*Consigne*
Renommez « positive clicks » en « foreground clicks » dans toutes les données ci-dessous, et laissez tout le reste inchangé.

[Enregistrements d'un jeu de données]

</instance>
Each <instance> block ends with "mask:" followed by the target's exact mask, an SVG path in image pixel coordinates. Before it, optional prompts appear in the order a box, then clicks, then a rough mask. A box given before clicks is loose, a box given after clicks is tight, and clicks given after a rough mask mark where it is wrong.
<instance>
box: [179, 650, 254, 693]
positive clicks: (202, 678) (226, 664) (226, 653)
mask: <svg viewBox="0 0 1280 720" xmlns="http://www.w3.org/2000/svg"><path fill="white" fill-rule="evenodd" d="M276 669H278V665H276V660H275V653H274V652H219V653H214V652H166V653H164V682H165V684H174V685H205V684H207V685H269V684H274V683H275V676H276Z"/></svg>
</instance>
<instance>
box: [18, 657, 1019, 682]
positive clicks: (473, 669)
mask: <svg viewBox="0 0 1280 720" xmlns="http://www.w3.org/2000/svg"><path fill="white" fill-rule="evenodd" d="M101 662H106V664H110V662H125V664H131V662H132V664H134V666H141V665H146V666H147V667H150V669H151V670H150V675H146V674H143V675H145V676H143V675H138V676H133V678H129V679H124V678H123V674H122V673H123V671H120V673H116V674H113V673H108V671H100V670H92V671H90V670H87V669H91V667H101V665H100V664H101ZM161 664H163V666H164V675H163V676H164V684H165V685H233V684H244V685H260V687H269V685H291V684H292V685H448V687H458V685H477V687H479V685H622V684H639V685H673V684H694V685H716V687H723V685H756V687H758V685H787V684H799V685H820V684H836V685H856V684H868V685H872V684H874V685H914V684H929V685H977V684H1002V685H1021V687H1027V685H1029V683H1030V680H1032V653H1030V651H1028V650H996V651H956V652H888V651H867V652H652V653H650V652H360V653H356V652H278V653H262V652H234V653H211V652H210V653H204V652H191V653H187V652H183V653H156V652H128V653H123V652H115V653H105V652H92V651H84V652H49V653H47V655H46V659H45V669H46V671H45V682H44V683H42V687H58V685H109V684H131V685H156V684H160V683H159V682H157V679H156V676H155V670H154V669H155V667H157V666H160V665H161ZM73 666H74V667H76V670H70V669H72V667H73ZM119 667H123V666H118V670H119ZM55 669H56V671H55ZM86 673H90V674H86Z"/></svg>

*Réponse*
</instance>
Each <instance> block ends with "mask:" followed by the target's exact mask, an SVG path in image pixel coordinates. Before it, optional prompts appear in the order a box, then clicks, then a rough mask. A box given before clicks is loose, a box given after clicks is tight, and clicks given after a rough mask mark where it is wrong.
<instance>
box: [179, 650, 254, 693]
foreground clicks: (202, 678) (226, 664) (226, 653)
mask: <svg viewBox="0 0 1280 720" xmlns="http://www.w3.org/2000/svg"><path fill="white" fill-rule="evenodd" d="M276 669H278V665H276V660H275V653H274V652H219V653H214V652H166V653H164V682H165V684H174V685H205V684H207V685H269V684H274V683H275V676H276Z"/></svg>
</instance>
<instance>
box: [18, 657, 1019, 682]
foreground clicks: (473, 669)
mask: <svg viewBox="0 0 1280 720" xmlns="http://www.w3.org/2000/svg"><path fill="white" fill-rule="evenodd" d="M101 662H106V664H110V662H125V664H131V662H132V664H134V666H141V665H146V666H147V667H150V669H151V670H150V675H146V674H143V675H145V676H143V675H138V676H133V678H129V679H124V678H123V674H122V673H123V671H120V673H116V674H113V673H108V671H100V670H92V671H90V670H87V669H91V667H101V665H100V664H101ZM161 664H163V666H164V675H163V676H164V684H165V685H233V684H244V685H260V687H269V685H291V684H292V685H448V687H458V685H477V687H479V685H622V684H639V685H673V684H694V685H716V687H723V685H756V687H758V685H787V684H799V685H820V684H836V685H856V684H868V685H872V684H874V685H914V684H929V685H977V684H1002V685H1021V687H1027V685H1029V683H1030V680H1032V653H1030V651H1028V650H996V651H956V652H888V651H867V652H652V653H650V652H360V653H356V652H278V653H262V652H234V653H211V652H210V653H204V652H191V653H187V652H183V653H156V652H128V653H123V652H115V653H105V652H92V651H84V652H49V653H47V655H46V659H45V669H46V671H45V682H44V683H42V687H58V685H109V684H131V685H156V684H160V683H159V682H157V679H156V676H155V670H154V669H155V667H157V666H160V665H161ZM73 666H74V667H76V670H70V669H72V667H73ZM119 667H123V666H118V670H119ZM55 669H56V671H55ZM86 673H90V674H86Z"/></svg>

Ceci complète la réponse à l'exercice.